Task to carry out:
Without including the pictures, copy out every line below.

The data:

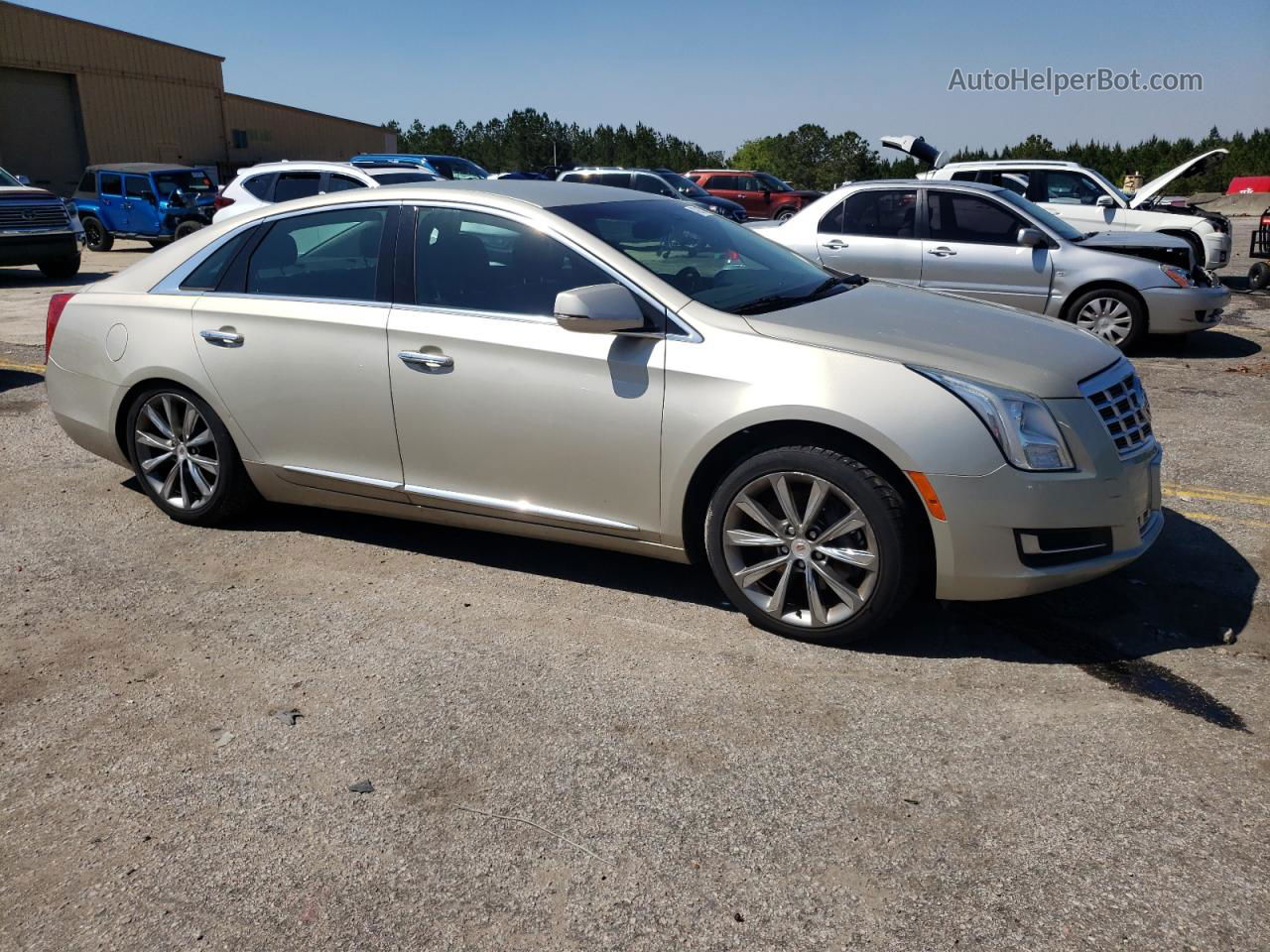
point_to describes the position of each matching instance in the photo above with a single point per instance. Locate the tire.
(1259, 276)
(1110, 313)
(62, 268)
(203, 483)
(96, 236)
(857, 506)
(187, 227)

Completed task:
point_to describes the position of each matching instance in the photo above with a single point per instance. Locate the tire.
(1259, 276)
(1110, 313)
(62, 268)
(203, 483)
(96, 236)
(857, 506)
(187, 227)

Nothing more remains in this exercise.